◆ DATASET EXCERPTS
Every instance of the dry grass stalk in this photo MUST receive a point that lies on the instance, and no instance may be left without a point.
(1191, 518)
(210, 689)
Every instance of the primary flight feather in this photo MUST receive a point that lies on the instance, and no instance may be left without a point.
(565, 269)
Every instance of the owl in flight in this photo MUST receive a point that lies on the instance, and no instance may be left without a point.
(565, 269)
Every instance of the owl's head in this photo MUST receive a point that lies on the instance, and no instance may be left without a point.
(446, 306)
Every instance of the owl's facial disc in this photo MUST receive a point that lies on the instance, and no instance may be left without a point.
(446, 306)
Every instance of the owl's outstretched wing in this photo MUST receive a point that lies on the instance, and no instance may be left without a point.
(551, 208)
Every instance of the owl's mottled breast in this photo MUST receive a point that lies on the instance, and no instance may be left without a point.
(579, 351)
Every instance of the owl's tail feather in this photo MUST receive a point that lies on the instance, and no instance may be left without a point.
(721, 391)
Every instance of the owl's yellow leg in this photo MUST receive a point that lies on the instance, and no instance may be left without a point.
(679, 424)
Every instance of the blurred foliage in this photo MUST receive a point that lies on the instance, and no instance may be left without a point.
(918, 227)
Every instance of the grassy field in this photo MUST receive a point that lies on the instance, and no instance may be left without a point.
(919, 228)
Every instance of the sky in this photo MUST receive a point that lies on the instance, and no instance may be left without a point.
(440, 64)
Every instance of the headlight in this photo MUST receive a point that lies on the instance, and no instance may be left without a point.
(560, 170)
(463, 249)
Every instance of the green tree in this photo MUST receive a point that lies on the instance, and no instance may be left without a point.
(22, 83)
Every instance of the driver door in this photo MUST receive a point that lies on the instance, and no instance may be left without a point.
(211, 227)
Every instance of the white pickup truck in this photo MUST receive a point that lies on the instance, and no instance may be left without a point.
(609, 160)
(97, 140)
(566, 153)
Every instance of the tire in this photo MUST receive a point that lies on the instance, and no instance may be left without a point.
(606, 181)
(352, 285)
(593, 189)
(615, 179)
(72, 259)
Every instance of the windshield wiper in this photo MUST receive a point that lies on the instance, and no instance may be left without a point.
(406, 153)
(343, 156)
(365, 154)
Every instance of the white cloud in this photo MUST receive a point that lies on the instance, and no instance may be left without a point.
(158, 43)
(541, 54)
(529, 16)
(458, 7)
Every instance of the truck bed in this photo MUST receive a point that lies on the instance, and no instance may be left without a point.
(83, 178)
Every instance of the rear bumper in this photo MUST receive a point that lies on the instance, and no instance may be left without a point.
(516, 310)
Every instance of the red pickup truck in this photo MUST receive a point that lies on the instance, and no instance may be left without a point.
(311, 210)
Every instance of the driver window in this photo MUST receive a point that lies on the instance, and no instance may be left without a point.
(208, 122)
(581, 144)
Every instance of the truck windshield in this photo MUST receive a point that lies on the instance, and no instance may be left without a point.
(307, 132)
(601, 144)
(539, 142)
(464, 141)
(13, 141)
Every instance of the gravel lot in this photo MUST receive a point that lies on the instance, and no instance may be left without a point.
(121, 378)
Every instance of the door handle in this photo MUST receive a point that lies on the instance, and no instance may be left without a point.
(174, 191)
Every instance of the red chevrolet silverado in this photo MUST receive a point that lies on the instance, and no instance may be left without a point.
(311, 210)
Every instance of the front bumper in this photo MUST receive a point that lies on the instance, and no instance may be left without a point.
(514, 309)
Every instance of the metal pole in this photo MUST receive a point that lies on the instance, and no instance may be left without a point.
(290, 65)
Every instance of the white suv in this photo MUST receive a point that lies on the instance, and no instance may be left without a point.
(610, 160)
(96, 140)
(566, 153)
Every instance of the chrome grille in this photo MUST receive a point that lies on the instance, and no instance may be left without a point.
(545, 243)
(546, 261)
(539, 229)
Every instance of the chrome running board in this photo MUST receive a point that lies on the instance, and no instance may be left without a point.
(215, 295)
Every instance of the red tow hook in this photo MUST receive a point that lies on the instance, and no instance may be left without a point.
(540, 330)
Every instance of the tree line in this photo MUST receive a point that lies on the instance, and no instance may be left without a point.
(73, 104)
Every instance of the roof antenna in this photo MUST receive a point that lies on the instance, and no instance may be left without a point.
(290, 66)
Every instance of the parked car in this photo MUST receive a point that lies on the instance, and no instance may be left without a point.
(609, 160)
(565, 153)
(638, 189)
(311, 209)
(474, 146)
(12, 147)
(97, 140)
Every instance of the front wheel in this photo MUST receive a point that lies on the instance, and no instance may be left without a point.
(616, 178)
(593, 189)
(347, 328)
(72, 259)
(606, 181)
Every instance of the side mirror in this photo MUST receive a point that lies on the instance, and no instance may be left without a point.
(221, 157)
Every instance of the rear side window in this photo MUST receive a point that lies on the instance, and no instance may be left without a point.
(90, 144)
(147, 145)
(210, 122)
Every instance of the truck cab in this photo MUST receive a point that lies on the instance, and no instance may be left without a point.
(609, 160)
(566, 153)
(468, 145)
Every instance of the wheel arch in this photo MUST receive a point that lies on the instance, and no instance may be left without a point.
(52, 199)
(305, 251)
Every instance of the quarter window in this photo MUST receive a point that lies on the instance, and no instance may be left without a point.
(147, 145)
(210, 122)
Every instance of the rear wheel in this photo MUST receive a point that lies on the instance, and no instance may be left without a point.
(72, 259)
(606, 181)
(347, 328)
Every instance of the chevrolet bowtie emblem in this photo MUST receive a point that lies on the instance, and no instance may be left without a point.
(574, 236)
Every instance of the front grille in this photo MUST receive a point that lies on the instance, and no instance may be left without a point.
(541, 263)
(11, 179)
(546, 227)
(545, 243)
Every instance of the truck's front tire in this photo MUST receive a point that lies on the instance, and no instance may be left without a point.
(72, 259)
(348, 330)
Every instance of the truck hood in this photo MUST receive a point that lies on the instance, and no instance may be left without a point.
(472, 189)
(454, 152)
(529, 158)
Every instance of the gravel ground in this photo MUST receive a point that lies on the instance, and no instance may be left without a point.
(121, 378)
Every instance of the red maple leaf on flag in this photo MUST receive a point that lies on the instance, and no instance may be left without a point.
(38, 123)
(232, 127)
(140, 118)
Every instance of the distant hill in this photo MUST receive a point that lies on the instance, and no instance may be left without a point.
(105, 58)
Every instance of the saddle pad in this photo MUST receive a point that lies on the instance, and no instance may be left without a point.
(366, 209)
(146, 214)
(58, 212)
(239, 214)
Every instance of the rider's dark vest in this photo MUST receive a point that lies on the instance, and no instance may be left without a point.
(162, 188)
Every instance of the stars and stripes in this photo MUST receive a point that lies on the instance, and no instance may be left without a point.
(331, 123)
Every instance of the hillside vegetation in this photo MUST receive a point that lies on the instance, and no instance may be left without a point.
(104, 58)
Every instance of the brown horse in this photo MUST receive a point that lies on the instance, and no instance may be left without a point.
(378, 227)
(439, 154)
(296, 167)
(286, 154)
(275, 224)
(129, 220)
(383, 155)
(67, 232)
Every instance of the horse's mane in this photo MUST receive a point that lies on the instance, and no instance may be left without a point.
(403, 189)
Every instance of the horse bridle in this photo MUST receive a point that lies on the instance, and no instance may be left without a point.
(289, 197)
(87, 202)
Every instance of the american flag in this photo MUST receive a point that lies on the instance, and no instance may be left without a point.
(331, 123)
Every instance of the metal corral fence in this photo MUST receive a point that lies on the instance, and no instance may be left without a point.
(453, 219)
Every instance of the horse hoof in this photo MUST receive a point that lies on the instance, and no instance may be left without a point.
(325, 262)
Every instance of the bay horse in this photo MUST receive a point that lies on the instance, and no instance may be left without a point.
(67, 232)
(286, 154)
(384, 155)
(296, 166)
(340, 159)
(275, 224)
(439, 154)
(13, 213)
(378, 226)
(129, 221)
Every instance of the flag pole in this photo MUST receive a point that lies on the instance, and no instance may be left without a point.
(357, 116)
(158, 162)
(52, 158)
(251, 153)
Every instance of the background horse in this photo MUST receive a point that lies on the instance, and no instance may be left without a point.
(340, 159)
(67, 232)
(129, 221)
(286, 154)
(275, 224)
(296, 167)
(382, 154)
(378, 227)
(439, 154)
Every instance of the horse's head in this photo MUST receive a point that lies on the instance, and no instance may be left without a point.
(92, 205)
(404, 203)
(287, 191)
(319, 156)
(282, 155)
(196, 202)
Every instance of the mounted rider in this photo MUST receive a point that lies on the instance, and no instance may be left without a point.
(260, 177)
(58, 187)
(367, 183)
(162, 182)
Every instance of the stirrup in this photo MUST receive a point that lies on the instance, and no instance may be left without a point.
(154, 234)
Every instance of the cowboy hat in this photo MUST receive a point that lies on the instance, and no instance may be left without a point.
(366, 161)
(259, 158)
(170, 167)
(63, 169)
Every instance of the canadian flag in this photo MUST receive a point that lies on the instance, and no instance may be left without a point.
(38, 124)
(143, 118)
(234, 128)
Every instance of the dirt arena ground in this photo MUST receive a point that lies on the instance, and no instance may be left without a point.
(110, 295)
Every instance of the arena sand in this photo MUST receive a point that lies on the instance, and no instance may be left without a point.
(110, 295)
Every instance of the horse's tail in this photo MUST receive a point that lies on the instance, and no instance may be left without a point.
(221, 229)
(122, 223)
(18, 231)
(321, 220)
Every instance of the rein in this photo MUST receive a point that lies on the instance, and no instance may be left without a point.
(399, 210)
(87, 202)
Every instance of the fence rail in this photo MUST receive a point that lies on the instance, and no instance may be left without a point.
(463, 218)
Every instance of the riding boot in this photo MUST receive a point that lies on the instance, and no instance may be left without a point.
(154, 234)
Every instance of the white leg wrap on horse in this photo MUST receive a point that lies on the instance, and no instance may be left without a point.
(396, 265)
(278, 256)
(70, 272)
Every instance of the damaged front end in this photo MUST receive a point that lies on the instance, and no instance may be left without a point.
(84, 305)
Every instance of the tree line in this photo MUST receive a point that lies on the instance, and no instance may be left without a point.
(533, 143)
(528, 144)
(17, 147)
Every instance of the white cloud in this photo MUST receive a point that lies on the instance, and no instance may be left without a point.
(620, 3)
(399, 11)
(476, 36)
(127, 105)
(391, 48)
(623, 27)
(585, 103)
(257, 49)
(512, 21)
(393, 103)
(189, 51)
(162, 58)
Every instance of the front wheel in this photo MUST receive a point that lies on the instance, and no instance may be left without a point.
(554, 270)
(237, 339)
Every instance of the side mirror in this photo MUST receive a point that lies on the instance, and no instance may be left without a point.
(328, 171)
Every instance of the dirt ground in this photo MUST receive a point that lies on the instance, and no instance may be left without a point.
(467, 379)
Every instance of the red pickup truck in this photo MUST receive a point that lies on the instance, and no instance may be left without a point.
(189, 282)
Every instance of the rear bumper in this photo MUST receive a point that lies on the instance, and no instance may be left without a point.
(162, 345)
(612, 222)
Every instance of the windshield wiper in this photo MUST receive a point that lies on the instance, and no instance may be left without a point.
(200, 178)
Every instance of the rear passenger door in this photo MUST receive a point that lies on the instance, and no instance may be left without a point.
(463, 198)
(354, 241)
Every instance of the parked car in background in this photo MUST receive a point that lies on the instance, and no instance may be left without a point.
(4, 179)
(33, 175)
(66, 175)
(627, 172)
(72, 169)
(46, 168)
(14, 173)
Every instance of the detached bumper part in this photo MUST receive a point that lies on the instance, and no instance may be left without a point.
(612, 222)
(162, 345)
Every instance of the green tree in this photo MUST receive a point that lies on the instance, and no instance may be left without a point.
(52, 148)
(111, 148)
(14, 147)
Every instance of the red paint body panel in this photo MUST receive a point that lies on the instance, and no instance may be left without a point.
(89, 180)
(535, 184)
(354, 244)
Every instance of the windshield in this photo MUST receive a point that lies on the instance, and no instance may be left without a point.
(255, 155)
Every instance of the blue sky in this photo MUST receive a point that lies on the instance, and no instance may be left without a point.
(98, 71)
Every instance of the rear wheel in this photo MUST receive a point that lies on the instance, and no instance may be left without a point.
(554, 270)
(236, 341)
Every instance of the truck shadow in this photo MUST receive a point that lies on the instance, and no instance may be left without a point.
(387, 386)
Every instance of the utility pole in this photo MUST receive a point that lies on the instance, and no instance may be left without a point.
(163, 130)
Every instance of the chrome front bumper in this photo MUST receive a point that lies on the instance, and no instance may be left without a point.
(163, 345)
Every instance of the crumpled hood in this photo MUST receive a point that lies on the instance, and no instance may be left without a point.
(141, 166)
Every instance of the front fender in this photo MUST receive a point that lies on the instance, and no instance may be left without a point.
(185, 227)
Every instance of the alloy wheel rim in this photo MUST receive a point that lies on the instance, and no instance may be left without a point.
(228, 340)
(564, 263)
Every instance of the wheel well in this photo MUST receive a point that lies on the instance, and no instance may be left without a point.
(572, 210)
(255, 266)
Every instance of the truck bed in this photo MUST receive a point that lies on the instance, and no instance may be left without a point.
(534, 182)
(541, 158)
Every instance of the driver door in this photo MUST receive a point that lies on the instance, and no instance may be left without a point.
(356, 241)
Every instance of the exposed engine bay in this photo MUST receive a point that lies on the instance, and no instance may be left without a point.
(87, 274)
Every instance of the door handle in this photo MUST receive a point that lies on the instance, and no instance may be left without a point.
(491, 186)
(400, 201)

◆ DIRECTIVE
From the line holding "Every instance of the truck shadow" through the last line above, reproduce each line exactly and add nothing.

◆ FINISHED TASK
Every instance of the truck shadow in this photo MUST receive a point that lies on the instance, and no instance may be left without a point.
(387, 386)
Every instance of the utility pole in this photo MUST receive a point that lies on the instance, and no instance may be left without a point.
(163, 130)
Every instance of the chrome front bumper in this photo MUST receive a point that lies on the instance, and no instance may be left without a point.
(163, 345)
Every instance of the crumpled hood in this photo MUST receive a point that lies on the instance, and no instance may be left without a point.
(141, 166)
Every instance of the front fender in this photo MUST receive a point that lies on the instance, and no instance may be left without a point.
(185, 227)
Every instance of the alloy wheel rim in this photo MUST receive a point that lies on the instance, and no instance may be left without a point.
(228, 340)
(564, 263)
Every instance of the wheel well in this photo MUST receive a point that lies on the instance, and no instance may be left without a point.
(572, 210)
(255, 266)
Every instance of the truck bed in this photo MUST receive a point that lies on the instance, and no instance may be left without a point.
(534, 182)
(541, 158)
Every instance of the driver door in this photo MUST receive a point that lies on the instance, and no instance may be left without a point.
(356, 241)
Every instance of the exposed engine bay in this photo MUST receive a point that lies on the instance, and no instance may be left without a point.
(87, 274)
Every instance of the door handle in this photo MUST receive a point that lies on the instance, and no instance may be left without a point.
(491, 186)
(400, 201)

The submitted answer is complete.